##### Data provided
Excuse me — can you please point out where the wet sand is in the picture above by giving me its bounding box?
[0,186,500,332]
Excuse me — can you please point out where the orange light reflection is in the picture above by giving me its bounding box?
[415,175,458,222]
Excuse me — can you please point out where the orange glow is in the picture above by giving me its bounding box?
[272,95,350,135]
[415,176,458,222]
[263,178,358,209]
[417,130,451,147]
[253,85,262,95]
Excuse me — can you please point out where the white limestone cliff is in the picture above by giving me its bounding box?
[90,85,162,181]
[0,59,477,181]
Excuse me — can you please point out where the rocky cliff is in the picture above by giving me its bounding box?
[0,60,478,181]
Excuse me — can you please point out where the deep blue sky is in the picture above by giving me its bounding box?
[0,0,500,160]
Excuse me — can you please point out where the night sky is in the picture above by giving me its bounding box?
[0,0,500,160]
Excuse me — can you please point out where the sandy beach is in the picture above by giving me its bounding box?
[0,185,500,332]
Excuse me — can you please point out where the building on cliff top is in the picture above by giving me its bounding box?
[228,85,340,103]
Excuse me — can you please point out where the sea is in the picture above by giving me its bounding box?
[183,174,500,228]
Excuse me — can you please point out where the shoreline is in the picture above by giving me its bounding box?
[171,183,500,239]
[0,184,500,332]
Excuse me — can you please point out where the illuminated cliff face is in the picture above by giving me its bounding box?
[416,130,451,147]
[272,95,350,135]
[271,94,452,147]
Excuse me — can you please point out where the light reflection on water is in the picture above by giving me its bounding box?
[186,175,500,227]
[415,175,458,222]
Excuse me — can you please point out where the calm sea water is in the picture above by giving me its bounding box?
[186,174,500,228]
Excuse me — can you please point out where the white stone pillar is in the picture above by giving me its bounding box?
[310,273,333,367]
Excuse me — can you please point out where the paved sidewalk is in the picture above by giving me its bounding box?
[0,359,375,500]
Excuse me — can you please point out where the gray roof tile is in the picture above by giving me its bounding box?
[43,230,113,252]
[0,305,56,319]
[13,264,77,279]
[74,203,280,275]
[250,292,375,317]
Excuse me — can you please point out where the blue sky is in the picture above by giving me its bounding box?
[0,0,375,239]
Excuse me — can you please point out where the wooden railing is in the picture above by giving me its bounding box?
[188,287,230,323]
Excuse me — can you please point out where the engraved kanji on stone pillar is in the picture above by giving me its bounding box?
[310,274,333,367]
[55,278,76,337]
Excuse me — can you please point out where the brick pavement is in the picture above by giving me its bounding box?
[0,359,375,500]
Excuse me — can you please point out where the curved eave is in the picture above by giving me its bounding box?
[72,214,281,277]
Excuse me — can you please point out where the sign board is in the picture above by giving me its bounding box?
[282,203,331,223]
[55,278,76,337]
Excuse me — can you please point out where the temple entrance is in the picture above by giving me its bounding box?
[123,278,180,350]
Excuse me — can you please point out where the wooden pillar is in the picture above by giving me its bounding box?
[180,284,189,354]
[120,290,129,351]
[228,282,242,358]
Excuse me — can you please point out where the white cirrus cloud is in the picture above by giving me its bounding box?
##########
From the listing above, extract every line that contains the string "pillar". Case counts.

Excuse me — can you please point out where the white stone pillar is in the picture above by giving me its bounding box?
Excuse me — can you please point out where the engraved kanji on stone pillar is in the picture above by giving me its bounding box?
Excuse me — can you please point out where the wooden pillar is in the picture above by giving me its bounding box?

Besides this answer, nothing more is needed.